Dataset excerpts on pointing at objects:
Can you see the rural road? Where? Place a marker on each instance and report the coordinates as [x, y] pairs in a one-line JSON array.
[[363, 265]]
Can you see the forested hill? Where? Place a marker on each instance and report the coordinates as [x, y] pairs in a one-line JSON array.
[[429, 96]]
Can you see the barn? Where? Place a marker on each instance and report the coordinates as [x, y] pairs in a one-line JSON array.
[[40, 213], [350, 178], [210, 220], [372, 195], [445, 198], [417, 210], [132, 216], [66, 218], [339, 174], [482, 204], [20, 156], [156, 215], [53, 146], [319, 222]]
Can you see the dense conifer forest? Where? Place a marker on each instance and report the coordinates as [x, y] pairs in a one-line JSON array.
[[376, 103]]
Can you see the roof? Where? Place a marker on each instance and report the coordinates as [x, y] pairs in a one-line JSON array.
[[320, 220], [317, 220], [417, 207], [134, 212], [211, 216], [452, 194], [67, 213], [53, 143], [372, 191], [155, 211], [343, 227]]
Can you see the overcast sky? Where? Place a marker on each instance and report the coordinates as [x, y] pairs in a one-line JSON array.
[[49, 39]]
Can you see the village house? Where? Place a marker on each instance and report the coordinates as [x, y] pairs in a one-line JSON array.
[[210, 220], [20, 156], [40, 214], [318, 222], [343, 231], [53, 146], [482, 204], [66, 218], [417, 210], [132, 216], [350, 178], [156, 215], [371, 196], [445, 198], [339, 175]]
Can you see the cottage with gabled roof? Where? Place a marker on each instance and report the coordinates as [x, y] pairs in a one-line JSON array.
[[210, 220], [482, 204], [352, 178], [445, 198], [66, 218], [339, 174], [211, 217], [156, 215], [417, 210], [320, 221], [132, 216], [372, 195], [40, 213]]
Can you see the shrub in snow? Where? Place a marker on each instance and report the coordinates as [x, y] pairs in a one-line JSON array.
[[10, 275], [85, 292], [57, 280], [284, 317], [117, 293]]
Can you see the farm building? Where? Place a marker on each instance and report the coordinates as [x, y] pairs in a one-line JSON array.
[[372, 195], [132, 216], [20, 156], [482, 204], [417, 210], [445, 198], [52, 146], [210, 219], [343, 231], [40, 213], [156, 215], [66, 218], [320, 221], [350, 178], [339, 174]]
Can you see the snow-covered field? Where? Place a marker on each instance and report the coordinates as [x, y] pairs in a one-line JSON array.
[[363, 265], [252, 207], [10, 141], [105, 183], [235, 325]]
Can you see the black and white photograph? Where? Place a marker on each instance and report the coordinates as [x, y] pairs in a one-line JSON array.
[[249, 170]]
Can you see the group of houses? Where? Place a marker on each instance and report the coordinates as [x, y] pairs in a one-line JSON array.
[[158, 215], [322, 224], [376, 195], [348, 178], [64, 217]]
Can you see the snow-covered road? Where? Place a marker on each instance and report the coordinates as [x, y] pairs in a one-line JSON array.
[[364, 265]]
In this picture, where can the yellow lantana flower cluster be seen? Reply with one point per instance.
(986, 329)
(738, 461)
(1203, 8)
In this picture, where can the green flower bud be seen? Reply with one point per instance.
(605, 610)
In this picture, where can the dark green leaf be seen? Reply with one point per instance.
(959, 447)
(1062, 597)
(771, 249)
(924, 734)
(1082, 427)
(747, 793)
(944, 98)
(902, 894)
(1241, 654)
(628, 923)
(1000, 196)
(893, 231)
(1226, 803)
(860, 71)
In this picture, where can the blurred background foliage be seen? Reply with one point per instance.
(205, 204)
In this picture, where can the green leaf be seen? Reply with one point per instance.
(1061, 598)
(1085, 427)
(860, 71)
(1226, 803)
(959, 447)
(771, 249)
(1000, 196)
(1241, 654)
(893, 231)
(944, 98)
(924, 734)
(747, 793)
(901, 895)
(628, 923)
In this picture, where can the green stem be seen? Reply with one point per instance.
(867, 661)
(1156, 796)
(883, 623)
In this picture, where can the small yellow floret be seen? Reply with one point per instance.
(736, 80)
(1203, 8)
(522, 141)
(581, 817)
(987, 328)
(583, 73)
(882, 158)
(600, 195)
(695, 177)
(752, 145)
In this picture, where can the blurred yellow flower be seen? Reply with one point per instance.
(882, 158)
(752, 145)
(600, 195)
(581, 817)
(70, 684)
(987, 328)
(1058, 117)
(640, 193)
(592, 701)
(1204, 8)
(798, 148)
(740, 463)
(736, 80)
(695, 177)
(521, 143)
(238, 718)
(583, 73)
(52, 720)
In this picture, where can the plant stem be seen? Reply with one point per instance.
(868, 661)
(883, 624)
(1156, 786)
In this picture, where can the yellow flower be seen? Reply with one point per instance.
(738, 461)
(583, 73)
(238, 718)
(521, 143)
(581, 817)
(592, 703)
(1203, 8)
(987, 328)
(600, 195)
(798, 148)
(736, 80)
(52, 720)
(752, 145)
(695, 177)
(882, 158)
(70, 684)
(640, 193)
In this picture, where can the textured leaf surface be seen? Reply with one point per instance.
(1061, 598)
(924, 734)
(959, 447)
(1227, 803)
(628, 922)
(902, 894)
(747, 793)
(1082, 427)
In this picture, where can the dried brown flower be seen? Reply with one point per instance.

> [TO BE DONE]: Reproduce the lines of the listing above word for word, starting at the line containing "In this picture, where can the yellow lantana" and ending at the line containing "(1156, 786)", with both of those lines included.

> [TASK RESPONSE]:
In this picture, where can the yellow lantana flower cluster be seen? Reply with one point per instance.
(986, 329)
(738, 461)
(1203, 8)
In this picture, where can the green flower bud be seen? Reply with one point per instance.
(605, 610)
In this picture, where can the dark green leaf be seen? Reply with one point per instance.
(959, 447)
(1062, 597)
(771, 249)
(924, 734)
(1082, 427)
(747, 793)
(944, 98)
(902, 894)
(1241, 654)
(628, 923)
(1000, 196)
(893, 231)
(1226, 803)
(860, 71)
In this picture, where can the blurred background foliage be seen? Reply with one point per instance.
(205, 204)
In this picture, where can the green leaf be seen? Reply with one point per instance.
(1061, 598)
(1085, 427)
(860, 71)
(1226, 803)
(959, 447)
(771, 249)
(1000, 196)
(1241, 654)
(893, 231)
(944, 98)
(924, 734)
(747, 793)
(901, 895)
(628, 923)
In this picture, where can the green stem be seen? Reply with one point per instance.
(867, 661)
(1156, 796)
(883, 623)
In this picture, where can the small yellow floret be seen? Reply with one point per instance.
(736, 80)
(1203, 8)
(522, 141)
(581, 817)
(987, 328)
(583, 73)
(882, 158)
(600, 195)
(695, 177)
(752, 145)
In this picture, where can the blurred yellow flower be seen? Reply with one point per instance.
(882, 158)
(752, 145)
(600, 195)
(581, 817)
(70, 684)
(987, 328)
(1058, 117)
(640, 193)
(592, 701)
(1204, 8)
(798, 148)
(740, 463)
(736, 80)
(695, 177)
(521, 143)
(238, 718)
(583, 73)
(52, 720)
In this picture, where can the plant stem be seen? Reply with one point per instance.
(868, 661)
(883, 624)
(1156, 786)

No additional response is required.